_What to produce_: Could you quote everything from "Most tomato cultivars" down to "nutrient solution." in the passage on tomato cultivars below?

_Excerpt provided_:
----

Most tomato cultivars used for commercial food production are imported into South
Africa. Optimal growing conditions for these specific cultivars need to be determined, as
wrong cultivar choices can lead to great financial losses. Lack of information on selecting
well-performing cultivars may lead to lower yield or unacceptable fruit quality. Information
on the performance of tomato cultivars under South African conditions, utilizing plastic
tunnels or shadenet structures under soilless cultivation is still very limited. Soilless
cultivation of vegetables is becoming a preferable over in-soil cultivation due to the
improved yield and quality of produce, efficient water and nutrients usage by the crop;
furthermore, the grower can regulate nutrient solution, electrical conductivity and pH of the
nutrient solution.

----

_Supplied information_:

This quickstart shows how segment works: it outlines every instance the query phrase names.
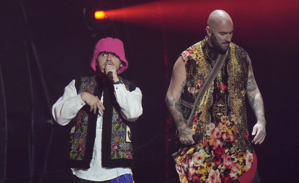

----

_Exercise answer_:
Most tomato cultivars used for commercial food production are imported into South
Africa. Optimal growing conditions for these specific cultivars need to be determined, as
wrong cultivar choices can lead to great financial losses. Lack of information on selecting
well-performing cultivars may lead to lower yield or unacceptable fruit quality. Information
on the performance of tomato cultivars under South African conditions, utilizing plastic
tunnels or shadenet structures under soilless cultivation is still very limited. Soilless
cultivation of vegetables is becoming a preferable over in-soil cultivation due to the
improved yield and quality of produce, efficient water and nutrients usage by the crop;
furthermore, the grower can regulate nutrient solution, electrical conductivity and pH of the
nutrient solution.